**Tarefa proposta 1**.
Responda a estas perguntas sobre o texto «Do irrealismo»:
(a) Em que tipo de investimento propõe o Bloco apostar para aumentar o PIB e combater o desemprego?
(b) A que país são comparados os salários, pensões e prestações sociais desejados?
(c) Que três medidas são excluídas antes de se admitir concordância com a agenda redistributiva do Bloco?
**Tarefa proposta 2**. Transcreva sem alterações o trecho do texto «Do irrealismo» que começa nas palavras "Se excluirmos as" e termina depois de "não é suficiente.".

**Texto de apoio**.
· · · · · · ·

Do irrealismo
No Prós-e-Contras de hoje, José Manuel Pureza disse discordar da estratégia de crescimento económico defendida por Pedro Silva Pereira e Basílio Horta. Para o líder do grupo parlamentar do Bloco o caminho é outro: mais do que criar as condições para reduzir a dependência de energia importada; mais do que minimizar os custos associados à situação periférica de Portugal; mais do que aumentar as qualificações dos nossos trabalhadores; mais do que modernizar o nosso tecido produtivo, o importante é redistribuir a riqueza gerada. Para aumentar o PIB e combater o desemprego, o Bloco propõe que se investa na reabilitação urbana. Só este tipo de investimento tem impacto no imediato, diz o Bloco. O que o PS propõe demora tempo, e, por isso, não serve. O bloco defende um voluntarismo sem princípio da realidade: se existe um problema, o Bloco acha que tem de haver uma solução — imediata, entenda-se.
José Manuel Pureza acha que todos nossos desequilibrios estruturais se resolvem através de um simples choque da procura interna — e acha que a coisa se podia fazer de forma instantânea. Competitividade é sermos como os lá de fora: ter cidades arranjadinhas e ter salários, pensões e prestações sociais iguais aos da Suécia — e tudo isto depende, simples e exclusivamente, da existência de vontade política. A coisa só ainda não se resolveu porque o PS pratica uma política de direita e não é suficientemente sensível aos problemas da pobreza e das desigualdades. Se criássemos os imposto sobre as grandes fortunas; se aumentássemos a progressividade do IRS; se forçássemos os bancos a pagar uma taxa efectiva de IRC mais elevada; se abolíssemos os offshores; se aumentassemos os salários, as pensões e o subsídio de desemprego; se proibíssemos os recibos verdes, Portugal seria um país justo e próspero. A receita parece simples. Se há pessoas que acham que o país não cresce porque temos tido governos estúpidos — o que Medina Carreira diz pode ser entendido deste modo —, o Bloco diz que falta sensibilidade social.
Se excluirmos as nacionalizações, o imposto sobre as grandes fortunas e o fim dos offshores (por não ser possível Portugal fazê-lo unilateralmente, não por não achar que os offshores são um problema), tendo a concordar com a agenda redistributiva do Bloco — e não me parece que estas propostas andem assim tão longe das preocupações do PS; pode haver uma diferença de grau, mas a coisa fica mais ou menos por aí. O problema é que José Manuel Pureza confunde redistribuição e justiça com crescimento económico, e acha que a pobreza e os desequilibrios do país se resolvem "taxando os ricos". Aumentar a justiça e a equidade social é certamente uma agenda importante — o PS fez esforços importantes nesta área, mas pode ser ainda mais ambicioso —, mas, e apesar do que diz o Bloco (e o PC), não é apenas por aí que resolvemos os problemas do país. Redistribuir é necessário, mas não é suficiente.

· · · · · · ·

**Dados**.
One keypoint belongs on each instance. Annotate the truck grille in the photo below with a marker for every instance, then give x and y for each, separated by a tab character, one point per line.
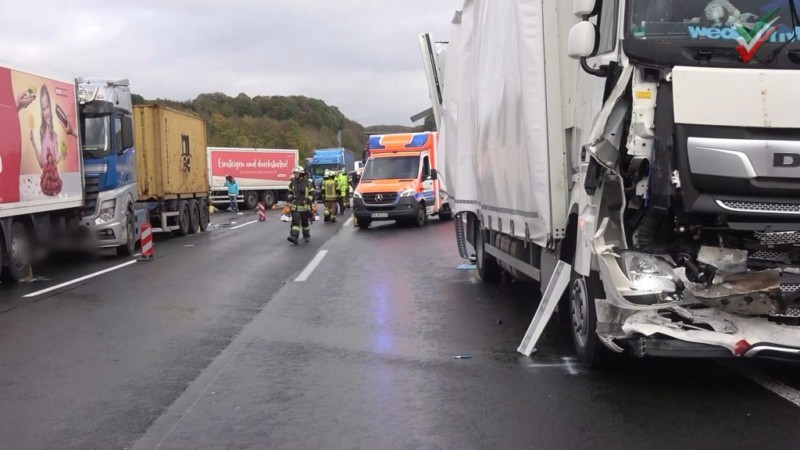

· · · · · · ·

**Resolução 1**.
(a) Na reabilitação urbana.
(b) À Suécia.
(c) As nacionalizações, o imposto sobre as grandes fortunas e o fim dos offshores.

**Resolução 2**.
Se excluirmos as nacionalizações, o imposto sobre as grandes fortunas e o fim dos offshores (por não ser possível Portugal fazê-lo unilateralmente, não por não achar que os offshores são um problema), tendo a concordar com a agenda redistributiva do Bloco — e não me parece que estas propostas andem assim tão longe das preocupações do PS; pode haver uma diferença de grau, mas a coisa fica mais ou menos por aí. O problema é que José Manuel Pureza confunde redistribuição e justiça com crescimento económico, e acha que a pobreza e os desequilibrios do país se resolvem "taxando os ricos". Aumentar a justiça e a equidade social é certamente uma agenda importante — o PS fez esforços importantes nesta área, mas pode ser ainda mais ambicioso —, mas, e apesar do que diz o Bloco (e o PC), não é apenas por aí que resolvemos os problemas do país. Redistribuir é necessário, mas não é suficiente.